# EXERCISE DESCRIPTION
Reproduce verbatim the portion of the listing below that begins with the line containing "TARGET: black rubber tire" and continues through the final line of the listing, with both ends included.

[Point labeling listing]
● ● ● ●

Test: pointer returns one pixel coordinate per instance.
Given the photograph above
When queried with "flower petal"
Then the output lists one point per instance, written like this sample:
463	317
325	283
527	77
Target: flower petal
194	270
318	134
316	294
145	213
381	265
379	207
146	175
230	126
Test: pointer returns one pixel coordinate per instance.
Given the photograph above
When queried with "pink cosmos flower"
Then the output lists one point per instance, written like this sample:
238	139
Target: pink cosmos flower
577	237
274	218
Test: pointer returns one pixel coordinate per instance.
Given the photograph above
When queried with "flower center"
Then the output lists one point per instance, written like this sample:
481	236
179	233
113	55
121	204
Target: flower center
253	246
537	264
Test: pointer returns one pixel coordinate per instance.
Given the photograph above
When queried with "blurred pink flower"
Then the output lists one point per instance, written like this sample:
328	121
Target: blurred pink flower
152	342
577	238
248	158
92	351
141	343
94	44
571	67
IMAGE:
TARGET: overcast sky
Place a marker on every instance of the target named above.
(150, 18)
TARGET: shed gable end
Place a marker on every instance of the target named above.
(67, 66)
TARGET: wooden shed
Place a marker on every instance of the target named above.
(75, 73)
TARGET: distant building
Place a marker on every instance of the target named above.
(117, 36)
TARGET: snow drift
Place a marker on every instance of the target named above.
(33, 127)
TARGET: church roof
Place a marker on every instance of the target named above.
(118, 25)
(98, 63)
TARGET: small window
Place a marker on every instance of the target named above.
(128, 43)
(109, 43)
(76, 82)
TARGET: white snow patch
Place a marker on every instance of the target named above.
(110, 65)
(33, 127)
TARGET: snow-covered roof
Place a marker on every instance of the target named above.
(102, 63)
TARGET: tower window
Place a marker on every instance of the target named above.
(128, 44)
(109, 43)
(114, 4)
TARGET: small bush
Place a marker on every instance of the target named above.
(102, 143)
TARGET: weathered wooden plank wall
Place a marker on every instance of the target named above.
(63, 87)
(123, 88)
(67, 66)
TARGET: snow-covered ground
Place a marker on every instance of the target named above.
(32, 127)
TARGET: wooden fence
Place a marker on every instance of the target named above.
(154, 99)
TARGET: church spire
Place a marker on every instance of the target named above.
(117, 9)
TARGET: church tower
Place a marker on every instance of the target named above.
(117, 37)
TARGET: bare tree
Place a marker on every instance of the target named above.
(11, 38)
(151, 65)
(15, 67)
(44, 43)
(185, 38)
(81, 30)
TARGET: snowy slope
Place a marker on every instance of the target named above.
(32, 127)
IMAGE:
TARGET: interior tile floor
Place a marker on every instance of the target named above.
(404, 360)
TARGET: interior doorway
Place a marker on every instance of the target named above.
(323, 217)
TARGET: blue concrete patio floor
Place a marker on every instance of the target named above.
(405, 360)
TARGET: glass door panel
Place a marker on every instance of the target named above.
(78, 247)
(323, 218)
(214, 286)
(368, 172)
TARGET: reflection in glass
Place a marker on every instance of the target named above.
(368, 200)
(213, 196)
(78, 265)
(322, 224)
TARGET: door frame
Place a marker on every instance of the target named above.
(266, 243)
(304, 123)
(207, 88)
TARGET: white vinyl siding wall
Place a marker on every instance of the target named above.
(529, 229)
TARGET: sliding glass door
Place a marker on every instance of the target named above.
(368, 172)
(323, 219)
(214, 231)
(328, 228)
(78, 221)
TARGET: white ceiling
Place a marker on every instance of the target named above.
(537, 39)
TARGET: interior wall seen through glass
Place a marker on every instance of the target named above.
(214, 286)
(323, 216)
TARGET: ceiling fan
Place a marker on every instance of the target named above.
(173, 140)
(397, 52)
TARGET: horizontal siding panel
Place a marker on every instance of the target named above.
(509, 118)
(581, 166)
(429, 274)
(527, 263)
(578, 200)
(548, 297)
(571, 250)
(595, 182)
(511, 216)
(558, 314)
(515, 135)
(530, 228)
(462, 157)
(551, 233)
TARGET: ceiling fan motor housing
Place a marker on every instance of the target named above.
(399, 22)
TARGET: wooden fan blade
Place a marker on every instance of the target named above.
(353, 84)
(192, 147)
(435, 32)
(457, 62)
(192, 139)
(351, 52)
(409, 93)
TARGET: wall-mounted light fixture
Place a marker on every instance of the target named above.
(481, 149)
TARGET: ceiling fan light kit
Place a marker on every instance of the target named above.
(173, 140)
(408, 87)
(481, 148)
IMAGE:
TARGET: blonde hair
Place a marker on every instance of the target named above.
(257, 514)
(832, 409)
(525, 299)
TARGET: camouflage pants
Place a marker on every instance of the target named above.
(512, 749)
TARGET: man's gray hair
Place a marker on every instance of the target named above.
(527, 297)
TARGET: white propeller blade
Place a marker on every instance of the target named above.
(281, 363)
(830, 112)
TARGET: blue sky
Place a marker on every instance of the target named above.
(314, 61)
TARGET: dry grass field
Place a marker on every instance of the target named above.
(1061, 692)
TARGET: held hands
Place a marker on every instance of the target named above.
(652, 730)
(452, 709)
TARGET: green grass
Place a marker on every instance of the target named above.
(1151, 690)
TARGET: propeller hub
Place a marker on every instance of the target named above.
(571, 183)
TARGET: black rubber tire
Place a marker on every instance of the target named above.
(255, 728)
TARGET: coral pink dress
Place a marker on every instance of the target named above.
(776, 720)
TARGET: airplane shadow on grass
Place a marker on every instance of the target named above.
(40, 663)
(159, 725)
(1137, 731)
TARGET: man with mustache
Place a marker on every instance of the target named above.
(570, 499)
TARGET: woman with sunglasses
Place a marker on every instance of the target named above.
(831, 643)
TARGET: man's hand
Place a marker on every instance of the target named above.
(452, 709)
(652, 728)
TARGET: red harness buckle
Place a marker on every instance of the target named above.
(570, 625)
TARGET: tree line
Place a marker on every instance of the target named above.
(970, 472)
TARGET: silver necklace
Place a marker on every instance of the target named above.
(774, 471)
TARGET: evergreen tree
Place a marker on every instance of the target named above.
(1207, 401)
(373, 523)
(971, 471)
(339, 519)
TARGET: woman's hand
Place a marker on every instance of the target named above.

● ● ● ●

# WORKED ANSWER
TARGET: black rubber tire
Place a marker on every instance of the target named above.
(255, 728)
TARGET: coral pink dress
Place a marker on every instance of the target named above.
(776, 720)
TARGET: airplane shadow on grass
Place a marker on every instance of the target named above.
(40, 663)
(159, 725)
(1137, 731)
TARGET: man with mustache
Place a marker on every instance of the target named above.
(570, 499)
TARGET: woman with sunglasses
Place a marker on every instance of the target named above.
(831, 643)
TARGET: man's hand
Place a marker on every instance of the target named above.
(452, 709)
(652, 728)
TARGET: red harness buckle
Place a marker on every instance of the target named above.
(570, 625)
TARGET: tree line
Place a marker on every instance of the target named above.
(970, 472)
TARGET: silver necklace
Place a marker on every instance of the target named above.
(774, 471)
TARGET: evergreen tree
Place a marker on every instance of the target named above.
(1207, 401)
(373, 523)
(971, 471)
(339, 519)
TARGET: woman's hand
Place a marker on every instance of the target named above.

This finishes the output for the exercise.